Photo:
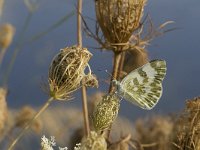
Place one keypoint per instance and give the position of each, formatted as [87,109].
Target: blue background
[180,48]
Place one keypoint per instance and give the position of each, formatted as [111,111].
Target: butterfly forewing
[143,86]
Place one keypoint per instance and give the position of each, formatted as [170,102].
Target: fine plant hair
[120,28]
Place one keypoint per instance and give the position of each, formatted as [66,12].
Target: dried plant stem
[2,53]
[28,125]
[121,65]
[115,73]
[84,94]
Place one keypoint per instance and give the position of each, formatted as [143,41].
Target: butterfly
[143,86]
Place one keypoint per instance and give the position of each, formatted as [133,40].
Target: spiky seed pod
[93,142]
[118,19]
[106,112]
[91,81]
[6,35]
[24,116]
[67,71]
[3,110]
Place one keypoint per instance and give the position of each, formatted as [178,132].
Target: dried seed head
[24,116]
[3,109]
[91,81]
[93,142]
[106,112]
[118,19]
[6,35]
[67,71]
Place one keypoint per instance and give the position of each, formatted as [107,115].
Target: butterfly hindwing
[143,86]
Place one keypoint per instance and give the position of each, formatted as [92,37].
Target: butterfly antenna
[109,73]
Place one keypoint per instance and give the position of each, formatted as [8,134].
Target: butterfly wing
[143,86]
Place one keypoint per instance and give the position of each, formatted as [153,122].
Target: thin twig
[28,125]
[121,65]
[84,94]
[117,57]
[2,54]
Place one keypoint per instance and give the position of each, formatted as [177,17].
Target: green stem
[28,125]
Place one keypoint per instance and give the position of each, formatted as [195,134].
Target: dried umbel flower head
[3,109]
[106,112]
[67,71]
[118,19]
[24,116]
[90,80]
[188,126]
[6,35]
[94,141]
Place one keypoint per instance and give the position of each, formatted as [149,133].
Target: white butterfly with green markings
[143,86]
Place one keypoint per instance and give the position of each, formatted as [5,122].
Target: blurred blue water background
[180,48]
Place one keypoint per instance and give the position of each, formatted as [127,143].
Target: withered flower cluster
[118,20]
[66,72]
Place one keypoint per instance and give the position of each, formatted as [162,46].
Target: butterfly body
[143,86]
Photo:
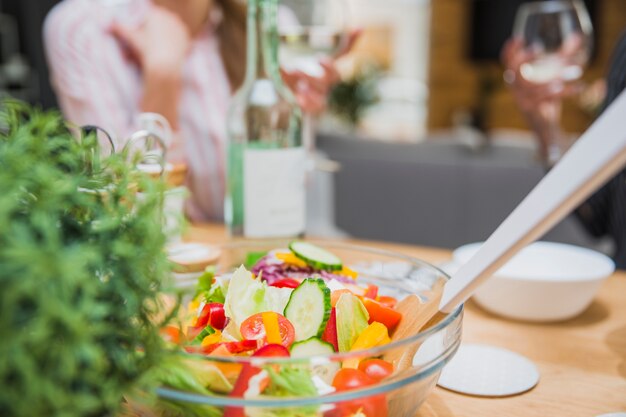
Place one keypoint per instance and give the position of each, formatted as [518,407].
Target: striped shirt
[96,84]
[604,213]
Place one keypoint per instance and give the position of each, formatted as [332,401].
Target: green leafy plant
[350,98]
[81,264]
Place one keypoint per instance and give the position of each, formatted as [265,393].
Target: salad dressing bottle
[265,190]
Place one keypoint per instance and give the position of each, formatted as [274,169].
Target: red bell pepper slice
[212,314]
[371,292]
[330,332]
[232,347]
[385,315]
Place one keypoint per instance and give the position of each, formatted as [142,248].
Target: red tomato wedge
[376,369]
[171,334]
[348,379]
[247,372]
[232,347]
[193,331]
[213,314]
[330,332]
[252,328]
[385,315]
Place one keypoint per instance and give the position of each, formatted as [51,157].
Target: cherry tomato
[387,301]
[286,283]
[377,369]
[252,329]
[171,334]
[349,379]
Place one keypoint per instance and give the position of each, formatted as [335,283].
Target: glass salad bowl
[323,382]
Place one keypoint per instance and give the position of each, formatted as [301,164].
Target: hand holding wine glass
[551,45]
[314,35]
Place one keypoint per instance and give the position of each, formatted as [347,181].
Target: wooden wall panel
[455,81]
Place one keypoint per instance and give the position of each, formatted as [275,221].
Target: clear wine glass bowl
[557,38]
[397,396]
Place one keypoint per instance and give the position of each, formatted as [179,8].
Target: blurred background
[427,135]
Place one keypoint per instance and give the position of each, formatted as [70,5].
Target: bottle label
[274,193]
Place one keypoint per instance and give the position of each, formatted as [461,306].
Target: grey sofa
[436,193]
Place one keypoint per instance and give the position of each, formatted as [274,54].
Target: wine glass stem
[553,145]
[308,137]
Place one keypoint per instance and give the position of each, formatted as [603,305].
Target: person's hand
[160,44]
[529,96]
[312,92]
[540,102]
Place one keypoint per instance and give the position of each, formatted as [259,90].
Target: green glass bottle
[265,192]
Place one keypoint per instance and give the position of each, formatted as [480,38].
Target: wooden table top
[582,362]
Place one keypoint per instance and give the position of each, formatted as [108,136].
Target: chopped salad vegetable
[301,302]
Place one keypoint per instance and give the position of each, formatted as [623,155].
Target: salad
[298,302]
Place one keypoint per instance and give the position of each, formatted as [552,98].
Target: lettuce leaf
[288,382]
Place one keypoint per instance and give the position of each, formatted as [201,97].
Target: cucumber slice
[316,347]
[315,256]
[207,331]
[309,308]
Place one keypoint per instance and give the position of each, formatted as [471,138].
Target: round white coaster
[488,371]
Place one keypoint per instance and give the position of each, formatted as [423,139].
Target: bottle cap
[174,173]
[190,257]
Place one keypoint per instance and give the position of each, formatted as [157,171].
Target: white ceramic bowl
[543,282]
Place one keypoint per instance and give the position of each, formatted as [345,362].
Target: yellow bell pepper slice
[348,272]
[272,331]
[290,258]
[212,339]
[376,334]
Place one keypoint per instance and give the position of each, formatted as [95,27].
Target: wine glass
[557,39]
[310,30]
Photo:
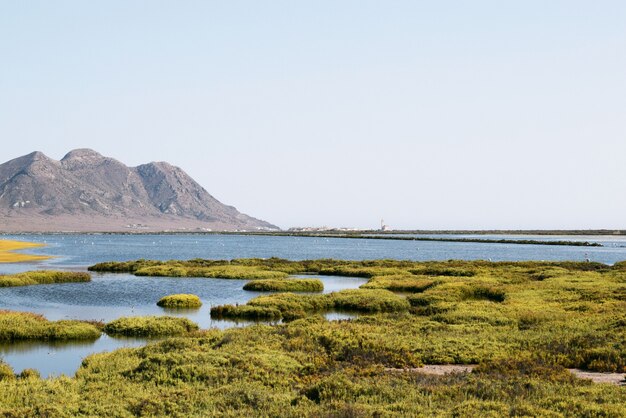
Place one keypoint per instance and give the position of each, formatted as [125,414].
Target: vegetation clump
[150,326]
[257,313]
[180,301]
[43,277]
[21,326]
[287,285]
[291,306]
[8,254]
[522,332]
[6,372]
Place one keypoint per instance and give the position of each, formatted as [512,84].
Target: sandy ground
[443,369]
[8,256]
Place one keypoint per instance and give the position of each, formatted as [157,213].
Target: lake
[110,296]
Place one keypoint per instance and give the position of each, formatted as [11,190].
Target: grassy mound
[245,312]
[8,254]
[150,326]
[43,277]
[291,306]
[180,301]
[524,324]
[20,326]
[290,285]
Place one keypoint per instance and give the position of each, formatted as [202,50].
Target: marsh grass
[150,326]
[43,277]
[522,323]
[285,285]
[292,306]
[20,326]
[8,254]
[180,301]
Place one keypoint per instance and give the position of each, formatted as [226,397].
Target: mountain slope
[86,191]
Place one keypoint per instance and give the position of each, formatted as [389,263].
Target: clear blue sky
[431,114]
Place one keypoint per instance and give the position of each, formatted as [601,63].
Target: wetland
[355,349]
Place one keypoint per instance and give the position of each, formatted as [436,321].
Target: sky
[429,114]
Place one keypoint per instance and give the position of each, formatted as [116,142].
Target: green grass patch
[256,313]
[285,285]
[523,324]
[150,326]
[180,301]
[292,306]
[43,277]
[400,283]
[22,326]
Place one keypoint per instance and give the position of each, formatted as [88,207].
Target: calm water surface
[110,296]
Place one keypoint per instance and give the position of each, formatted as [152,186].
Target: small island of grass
[150,326]
[287,285]
[180,301]
[43,277]
[23,326]
[8,254]
[292,306]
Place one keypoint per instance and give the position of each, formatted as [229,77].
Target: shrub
[43,277]
[150,326]
[287,285]
[366,300]
[245,312]
[6,372]
[19,326]
[29,374]
[399,283]
[180,301]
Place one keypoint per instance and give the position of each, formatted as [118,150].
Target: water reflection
[110,296]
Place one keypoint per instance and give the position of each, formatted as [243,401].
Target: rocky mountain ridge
[86,191]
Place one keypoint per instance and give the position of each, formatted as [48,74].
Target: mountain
[86,191]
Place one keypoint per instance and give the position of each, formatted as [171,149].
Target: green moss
[180,301]
[43,277]
[290,285]
[19,326]
[150,326]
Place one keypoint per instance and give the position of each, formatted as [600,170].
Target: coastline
[8,254]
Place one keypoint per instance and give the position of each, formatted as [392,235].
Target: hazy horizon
[431,116]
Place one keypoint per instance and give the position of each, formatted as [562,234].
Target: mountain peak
[82,153]
[36,156]
[87,191]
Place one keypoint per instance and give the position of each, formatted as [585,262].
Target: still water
[110,296]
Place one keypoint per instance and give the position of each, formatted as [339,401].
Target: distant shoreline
[380,235]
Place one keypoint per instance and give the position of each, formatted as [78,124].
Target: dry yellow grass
[8,254]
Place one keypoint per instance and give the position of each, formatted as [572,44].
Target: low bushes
[219,272]
[180,301]
[43,277]
[292,306]
[290,285]
[150,326]
[258,313]
[20,326]
[400,283]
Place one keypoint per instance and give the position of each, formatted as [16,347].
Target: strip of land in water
[8,254]
[402,237]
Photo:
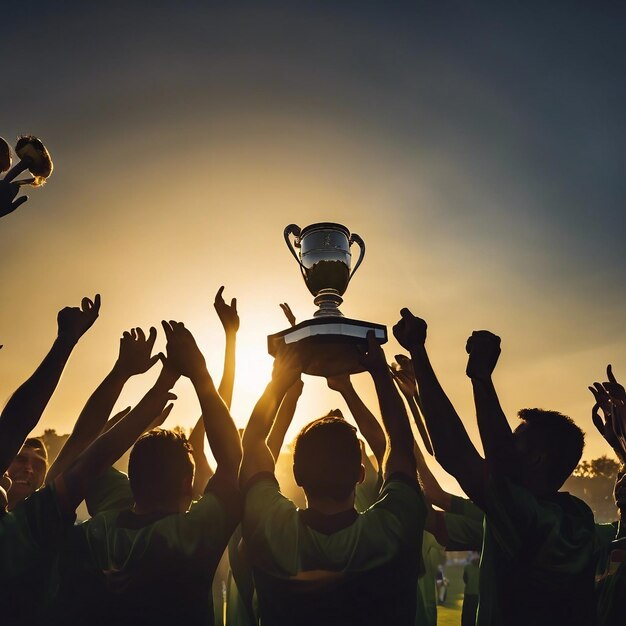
· · · · ·
SHORT EXERCISE:
From the lines above, pull out each one that contains the word "yellow" and copy it in full.

COMPLETE OUTPUT:
Target: yellow bell pepper slice
Target: dry yellow grass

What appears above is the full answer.